● Dataset records
•••
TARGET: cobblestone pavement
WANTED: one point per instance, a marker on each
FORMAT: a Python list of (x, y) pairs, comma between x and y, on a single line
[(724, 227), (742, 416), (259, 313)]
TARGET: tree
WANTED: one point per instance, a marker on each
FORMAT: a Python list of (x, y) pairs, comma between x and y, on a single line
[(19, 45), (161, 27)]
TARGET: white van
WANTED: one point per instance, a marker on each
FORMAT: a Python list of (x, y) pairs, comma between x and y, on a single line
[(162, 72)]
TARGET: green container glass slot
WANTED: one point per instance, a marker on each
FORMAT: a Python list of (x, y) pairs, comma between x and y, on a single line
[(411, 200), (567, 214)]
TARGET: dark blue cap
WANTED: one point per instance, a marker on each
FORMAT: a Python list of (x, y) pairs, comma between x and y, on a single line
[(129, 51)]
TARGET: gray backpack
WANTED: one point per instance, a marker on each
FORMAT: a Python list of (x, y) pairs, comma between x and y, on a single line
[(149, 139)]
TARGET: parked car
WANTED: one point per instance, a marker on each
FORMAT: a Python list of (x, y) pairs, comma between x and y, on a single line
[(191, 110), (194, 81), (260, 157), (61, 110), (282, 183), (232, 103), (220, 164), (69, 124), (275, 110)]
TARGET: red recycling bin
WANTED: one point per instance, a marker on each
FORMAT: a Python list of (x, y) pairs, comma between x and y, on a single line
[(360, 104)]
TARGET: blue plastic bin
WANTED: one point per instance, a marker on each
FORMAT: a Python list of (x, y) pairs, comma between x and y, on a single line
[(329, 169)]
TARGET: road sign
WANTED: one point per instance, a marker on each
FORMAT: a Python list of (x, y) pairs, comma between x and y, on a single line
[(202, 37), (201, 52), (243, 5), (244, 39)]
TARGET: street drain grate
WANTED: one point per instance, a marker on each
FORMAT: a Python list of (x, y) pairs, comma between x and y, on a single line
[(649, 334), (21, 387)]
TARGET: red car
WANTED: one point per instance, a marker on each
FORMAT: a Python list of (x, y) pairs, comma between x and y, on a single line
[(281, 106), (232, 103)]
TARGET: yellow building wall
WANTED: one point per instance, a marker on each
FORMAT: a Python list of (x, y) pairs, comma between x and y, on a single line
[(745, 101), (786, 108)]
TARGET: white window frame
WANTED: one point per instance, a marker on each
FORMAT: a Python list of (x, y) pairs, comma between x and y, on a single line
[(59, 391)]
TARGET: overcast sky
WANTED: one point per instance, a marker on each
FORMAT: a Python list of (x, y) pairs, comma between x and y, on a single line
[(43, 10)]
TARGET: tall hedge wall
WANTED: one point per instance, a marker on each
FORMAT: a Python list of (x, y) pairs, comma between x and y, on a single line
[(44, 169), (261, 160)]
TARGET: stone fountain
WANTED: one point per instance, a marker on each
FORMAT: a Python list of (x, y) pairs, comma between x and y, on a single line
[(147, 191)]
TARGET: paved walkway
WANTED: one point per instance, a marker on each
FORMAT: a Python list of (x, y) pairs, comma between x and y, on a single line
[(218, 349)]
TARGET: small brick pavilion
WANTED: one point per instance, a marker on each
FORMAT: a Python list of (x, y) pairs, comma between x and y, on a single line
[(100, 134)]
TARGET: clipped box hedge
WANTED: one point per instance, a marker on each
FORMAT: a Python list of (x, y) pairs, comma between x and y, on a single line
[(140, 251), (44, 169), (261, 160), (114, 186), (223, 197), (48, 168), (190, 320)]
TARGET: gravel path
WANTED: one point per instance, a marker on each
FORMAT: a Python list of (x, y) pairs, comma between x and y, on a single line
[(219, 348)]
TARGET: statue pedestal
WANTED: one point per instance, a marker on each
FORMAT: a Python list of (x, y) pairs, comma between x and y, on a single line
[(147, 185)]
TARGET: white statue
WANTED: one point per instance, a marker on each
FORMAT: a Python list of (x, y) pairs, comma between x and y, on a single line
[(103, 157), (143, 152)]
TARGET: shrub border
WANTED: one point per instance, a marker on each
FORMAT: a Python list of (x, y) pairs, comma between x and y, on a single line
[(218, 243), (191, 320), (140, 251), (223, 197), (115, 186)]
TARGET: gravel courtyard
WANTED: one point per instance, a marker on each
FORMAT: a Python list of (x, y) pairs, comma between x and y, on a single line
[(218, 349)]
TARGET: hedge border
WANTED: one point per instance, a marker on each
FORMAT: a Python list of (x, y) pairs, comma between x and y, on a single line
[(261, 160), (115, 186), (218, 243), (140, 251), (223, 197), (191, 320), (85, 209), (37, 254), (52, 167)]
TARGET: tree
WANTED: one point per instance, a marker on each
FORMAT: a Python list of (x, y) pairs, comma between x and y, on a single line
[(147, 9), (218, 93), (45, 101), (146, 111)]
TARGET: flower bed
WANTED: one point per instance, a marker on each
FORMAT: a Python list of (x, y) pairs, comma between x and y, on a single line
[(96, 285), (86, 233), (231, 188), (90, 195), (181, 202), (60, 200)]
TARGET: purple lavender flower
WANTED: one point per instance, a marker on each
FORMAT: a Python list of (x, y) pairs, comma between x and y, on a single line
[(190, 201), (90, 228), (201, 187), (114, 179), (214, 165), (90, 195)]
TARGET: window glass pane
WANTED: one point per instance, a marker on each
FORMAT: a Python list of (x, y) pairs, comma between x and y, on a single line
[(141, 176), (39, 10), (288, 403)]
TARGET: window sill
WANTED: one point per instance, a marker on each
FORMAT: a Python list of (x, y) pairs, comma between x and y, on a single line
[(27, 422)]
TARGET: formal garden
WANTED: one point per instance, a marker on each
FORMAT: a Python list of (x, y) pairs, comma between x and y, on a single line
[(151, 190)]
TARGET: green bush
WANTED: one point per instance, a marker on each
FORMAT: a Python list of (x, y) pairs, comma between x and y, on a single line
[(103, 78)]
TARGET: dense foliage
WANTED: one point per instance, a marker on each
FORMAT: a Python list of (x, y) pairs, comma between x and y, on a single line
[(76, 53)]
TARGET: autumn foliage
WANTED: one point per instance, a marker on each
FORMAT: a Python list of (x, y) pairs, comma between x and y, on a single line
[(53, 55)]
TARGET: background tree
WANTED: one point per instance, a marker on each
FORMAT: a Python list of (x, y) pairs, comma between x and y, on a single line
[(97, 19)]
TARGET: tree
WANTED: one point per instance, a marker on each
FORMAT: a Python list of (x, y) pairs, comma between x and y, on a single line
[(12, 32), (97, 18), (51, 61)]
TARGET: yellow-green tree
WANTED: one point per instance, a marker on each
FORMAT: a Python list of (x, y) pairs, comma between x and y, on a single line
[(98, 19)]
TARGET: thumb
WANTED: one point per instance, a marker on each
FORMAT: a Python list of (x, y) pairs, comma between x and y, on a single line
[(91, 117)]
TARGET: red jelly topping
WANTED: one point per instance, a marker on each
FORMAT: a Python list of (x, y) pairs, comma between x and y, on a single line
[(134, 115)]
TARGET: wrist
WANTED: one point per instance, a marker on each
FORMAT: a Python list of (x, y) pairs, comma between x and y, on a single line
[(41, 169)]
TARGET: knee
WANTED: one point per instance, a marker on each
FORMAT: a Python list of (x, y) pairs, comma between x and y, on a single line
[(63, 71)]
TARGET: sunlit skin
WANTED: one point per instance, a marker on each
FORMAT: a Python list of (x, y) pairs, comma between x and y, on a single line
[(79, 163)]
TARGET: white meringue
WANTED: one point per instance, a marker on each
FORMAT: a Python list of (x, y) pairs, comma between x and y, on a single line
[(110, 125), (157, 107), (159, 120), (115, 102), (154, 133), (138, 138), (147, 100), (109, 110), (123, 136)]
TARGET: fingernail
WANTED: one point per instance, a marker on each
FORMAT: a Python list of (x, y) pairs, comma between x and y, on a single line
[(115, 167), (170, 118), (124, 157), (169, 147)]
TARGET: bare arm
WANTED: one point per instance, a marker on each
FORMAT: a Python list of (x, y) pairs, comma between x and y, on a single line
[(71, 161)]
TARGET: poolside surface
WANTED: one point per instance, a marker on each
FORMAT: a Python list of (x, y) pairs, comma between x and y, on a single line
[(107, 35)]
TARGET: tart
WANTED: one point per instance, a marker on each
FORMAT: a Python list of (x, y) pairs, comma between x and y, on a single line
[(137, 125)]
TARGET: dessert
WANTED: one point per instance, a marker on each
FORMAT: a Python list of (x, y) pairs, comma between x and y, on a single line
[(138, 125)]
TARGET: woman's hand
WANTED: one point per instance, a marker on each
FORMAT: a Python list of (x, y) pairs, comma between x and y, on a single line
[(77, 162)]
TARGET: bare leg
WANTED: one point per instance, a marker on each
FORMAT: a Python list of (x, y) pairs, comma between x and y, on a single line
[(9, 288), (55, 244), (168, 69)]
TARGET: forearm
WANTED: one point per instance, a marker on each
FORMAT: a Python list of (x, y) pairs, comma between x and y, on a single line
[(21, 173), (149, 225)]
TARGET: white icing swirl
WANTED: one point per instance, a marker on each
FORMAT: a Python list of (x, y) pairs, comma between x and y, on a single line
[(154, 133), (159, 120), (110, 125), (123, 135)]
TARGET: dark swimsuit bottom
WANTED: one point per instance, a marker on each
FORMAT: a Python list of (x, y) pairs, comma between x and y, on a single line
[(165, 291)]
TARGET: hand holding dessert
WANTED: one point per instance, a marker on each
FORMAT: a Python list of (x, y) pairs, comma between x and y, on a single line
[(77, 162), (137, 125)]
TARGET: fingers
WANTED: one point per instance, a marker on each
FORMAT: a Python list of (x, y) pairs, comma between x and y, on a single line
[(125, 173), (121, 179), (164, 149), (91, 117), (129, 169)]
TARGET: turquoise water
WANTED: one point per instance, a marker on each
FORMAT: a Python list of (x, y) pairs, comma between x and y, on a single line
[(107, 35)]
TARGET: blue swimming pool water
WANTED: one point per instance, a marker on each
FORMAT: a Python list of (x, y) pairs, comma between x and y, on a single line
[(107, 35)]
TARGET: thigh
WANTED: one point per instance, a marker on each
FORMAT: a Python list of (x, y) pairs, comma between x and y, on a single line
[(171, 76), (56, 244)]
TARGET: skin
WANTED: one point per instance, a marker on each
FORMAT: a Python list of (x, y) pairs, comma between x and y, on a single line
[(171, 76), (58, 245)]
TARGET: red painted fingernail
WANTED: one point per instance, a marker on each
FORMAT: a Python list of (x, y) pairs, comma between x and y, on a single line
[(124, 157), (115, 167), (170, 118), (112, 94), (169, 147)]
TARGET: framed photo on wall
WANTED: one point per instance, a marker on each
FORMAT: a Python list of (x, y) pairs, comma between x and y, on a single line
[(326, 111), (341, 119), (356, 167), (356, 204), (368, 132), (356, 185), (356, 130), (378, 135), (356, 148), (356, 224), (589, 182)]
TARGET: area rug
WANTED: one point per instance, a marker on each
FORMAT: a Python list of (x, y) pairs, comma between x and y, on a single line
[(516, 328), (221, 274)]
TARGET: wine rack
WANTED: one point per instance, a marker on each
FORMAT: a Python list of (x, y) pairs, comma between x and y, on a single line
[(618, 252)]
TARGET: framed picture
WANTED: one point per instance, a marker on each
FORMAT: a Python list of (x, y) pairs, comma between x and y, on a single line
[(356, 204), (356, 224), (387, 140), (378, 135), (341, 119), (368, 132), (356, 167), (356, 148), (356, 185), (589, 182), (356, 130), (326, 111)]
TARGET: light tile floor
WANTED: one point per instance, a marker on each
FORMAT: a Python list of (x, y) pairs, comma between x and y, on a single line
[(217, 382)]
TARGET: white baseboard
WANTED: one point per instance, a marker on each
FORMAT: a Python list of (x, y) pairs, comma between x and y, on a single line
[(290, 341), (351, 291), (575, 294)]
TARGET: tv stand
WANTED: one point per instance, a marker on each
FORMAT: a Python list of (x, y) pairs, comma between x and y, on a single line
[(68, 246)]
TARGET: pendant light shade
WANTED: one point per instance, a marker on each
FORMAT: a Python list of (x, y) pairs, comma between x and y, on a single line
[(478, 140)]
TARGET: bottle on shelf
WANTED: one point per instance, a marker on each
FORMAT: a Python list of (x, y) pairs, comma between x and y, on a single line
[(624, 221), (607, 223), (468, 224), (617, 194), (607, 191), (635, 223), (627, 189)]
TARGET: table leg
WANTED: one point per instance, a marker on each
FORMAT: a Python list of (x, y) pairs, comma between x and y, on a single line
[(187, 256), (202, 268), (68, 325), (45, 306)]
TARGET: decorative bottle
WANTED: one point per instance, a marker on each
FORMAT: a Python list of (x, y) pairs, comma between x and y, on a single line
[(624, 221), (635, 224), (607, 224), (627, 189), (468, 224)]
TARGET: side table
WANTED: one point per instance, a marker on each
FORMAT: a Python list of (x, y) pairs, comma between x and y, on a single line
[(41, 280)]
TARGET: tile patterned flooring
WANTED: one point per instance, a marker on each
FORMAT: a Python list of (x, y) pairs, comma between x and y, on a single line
•••
● WHAT YOU SHOULD DO
In the records above, find each line holding "white" and copy it.

● RESPONSE FOR THIS EXERCISE
TARGET: white van
TARGET: white window frame
TARGET: white statue
TARGET: white meringue
TARGET: white icing swirl
TARGET: white baseboard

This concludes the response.